DATASET ROWS ▸
## Begin
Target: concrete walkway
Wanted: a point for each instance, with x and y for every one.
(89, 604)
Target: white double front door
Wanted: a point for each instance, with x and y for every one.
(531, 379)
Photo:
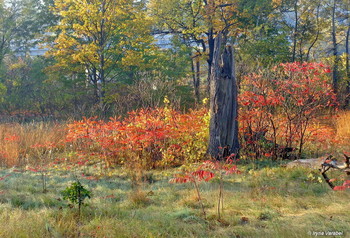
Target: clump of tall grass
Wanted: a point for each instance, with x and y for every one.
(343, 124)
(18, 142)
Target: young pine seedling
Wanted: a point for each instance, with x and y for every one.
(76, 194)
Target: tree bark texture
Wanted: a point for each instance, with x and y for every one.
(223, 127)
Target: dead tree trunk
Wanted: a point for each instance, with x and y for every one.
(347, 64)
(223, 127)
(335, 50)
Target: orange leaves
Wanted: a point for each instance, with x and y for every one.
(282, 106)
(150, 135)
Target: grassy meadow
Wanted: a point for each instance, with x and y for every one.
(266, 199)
## End
## Begin
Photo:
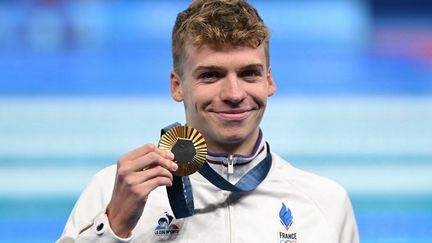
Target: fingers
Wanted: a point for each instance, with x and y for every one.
## End
## Begin
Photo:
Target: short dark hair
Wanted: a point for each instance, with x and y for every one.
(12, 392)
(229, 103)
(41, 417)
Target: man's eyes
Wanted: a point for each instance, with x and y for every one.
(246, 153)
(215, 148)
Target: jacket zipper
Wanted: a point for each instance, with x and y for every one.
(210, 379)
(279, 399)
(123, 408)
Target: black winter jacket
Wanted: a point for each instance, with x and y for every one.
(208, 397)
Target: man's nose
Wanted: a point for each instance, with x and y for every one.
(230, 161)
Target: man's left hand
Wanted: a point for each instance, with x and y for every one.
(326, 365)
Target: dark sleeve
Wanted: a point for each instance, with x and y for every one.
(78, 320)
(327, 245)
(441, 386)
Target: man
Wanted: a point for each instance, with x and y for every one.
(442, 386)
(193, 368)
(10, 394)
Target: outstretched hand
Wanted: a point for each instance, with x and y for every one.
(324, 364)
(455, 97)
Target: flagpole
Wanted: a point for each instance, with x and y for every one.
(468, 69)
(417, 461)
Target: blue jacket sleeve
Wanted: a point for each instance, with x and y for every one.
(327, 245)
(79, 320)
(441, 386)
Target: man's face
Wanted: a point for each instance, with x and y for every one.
## End
WHAT TO DO ▸ Gather each line of the data above that contains the word "jacket" and list those lines.

RESPONSE ▸
Target: jacket zipper
Target: black winter jacket
Target: blue jacket sleeve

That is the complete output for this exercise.